→ **MATERIAL SHOWN**:

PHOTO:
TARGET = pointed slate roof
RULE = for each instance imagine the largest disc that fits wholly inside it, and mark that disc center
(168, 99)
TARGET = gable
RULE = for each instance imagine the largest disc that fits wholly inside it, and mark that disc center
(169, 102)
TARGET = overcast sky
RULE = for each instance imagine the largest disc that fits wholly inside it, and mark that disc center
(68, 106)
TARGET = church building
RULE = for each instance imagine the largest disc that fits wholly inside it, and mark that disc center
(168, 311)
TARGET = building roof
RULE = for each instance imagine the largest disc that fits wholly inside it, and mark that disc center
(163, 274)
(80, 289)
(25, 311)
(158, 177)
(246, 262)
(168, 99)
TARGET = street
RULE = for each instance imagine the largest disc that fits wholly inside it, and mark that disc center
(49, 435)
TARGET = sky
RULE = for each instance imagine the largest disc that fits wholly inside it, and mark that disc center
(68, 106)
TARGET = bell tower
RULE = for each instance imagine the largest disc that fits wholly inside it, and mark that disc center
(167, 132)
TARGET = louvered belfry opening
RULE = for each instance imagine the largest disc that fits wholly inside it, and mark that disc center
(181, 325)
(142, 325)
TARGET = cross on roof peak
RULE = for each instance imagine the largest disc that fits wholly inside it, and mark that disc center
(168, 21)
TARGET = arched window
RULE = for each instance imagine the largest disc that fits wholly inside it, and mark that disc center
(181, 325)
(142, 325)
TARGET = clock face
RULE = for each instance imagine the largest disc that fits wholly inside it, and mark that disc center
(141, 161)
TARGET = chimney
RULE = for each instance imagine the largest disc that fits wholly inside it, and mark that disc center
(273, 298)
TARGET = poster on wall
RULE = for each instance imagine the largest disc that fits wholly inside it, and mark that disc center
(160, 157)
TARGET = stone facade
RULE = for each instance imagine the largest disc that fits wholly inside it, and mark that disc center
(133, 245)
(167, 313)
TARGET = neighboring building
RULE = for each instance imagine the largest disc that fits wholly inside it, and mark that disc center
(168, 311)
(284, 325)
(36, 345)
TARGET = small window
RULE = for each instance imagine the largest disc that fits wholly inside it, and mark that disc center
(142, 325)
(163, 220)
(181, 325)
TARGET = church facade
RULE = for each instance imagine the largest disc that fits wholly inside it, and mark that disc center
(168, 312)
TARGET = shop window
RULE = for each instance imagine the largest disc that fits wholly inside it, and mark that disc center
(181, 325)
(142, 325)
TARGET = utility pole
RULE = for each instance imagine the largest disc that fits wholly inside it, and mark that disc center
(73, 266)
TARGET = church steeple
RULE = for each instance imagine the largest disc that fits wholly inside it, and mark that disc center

→ **REQUIRED WORK**:
Reproduce the listing above with every "church" changed to "chapel" and nothing else altered.

→ **TASK SOLUTION**:
PHOTO:
TARGET = pointed slate roof
RULE = for each instance imagine the largest disc that fits wholly inside it, and mark that disc center
(168, 99)
TARGET = gable
RULE = for each instance imagine the largest disc that fits wholly inside it, and mark that disc center
(169, 102)
TARGET = overcast sky
RULE = for each instance imagine the largest disc that fits wholly inside it, and mark that disc center
(68, 106)
TARGET = chapel building
RULE = for each instance imagine the largest disc that fits wholly inside it, and mark that disc center
(168, 311)
TARGET = building roof
RULE = for each instance imagine the largest disc that fits wholly inside it, and mark that disc center
(163, 274)
(80, 289)
(25, 311)
(158, 177)
(246, 262)
(168, 99)
TARGET = street
RULE = for each instance imagine the largest disc that fits wholly inside it, and mark that disc center
(49, 435)
TARGET = sky
RULE = for each instance imagine the largest disc that fits wholly inside it, and mark that disc center
(68, 106)
TARGET = bell tower
RULE = for each instance imagine the largest disc that fits wholly inside it, and mark that disc center
(167, 132)
TARGET = louvered belfry opening
RULE = for each instance imagine the largest disc that fits wholly inside it, and mark that disc center
(181, 325)
(142, 325)
TARGET = cross on roof peak
RULE = for each instance imagine the largest disc that fits wholly inside it, and mark that disc center
(168, 21)
TARGET = arched window
RULE = for each instance imagine the largest disc that fits wholly inside it, and mark that disc center
(181, 325)
(142, 325)
TARGET = clock face
RULE = for each instance imagine the largest disc that fits wholly inside it, and mark that disc center
(141, 161)
TARGET = chimney
RULE = for each instance imagine the largest disc that fits wholly inside it, and mark that disc center
(273, 298)
TARGET = poster on wall
RULE = for each instance imagine the largest disc that fits wholly inside it, and mark that disc center
(160, 157)
TARGET = stone facade
RULE = for each instance imagine the largest disc that fits wholly inside it, and mark that disc center
(133, 245)
(167, 313)
TARGET = neighboring building
RULE = for each instance imagine the largest disc that fits wholly inside it, and mark that disc center
(168, 311)
(284, 325)
(36, 345)
TARGET = small window
RULE = for each instance imagine the largest disc that fits wholly inside it, and mark that disc center
(142, 325)
(163, 220)
(181, 325)
TARGET = chapel facade
RULE = for each instance imagine the largest disc that fits wholly inside it, and mark that disc center
(168, 312)
TARGET = shop window
RULE = for each instance imagine the largest disc that fits wholly inside it, and mark that disc center
(181, 325)
(142, 325)
TARGET = utility pole
RULE = for each instance imagine the largest disc that fits wholly inside it, and mark that disc center
(73, 266)
TARGET = chapel steeple
RULE = for each instance imagine the largest disc that fits wholly inside it, and mark that disc center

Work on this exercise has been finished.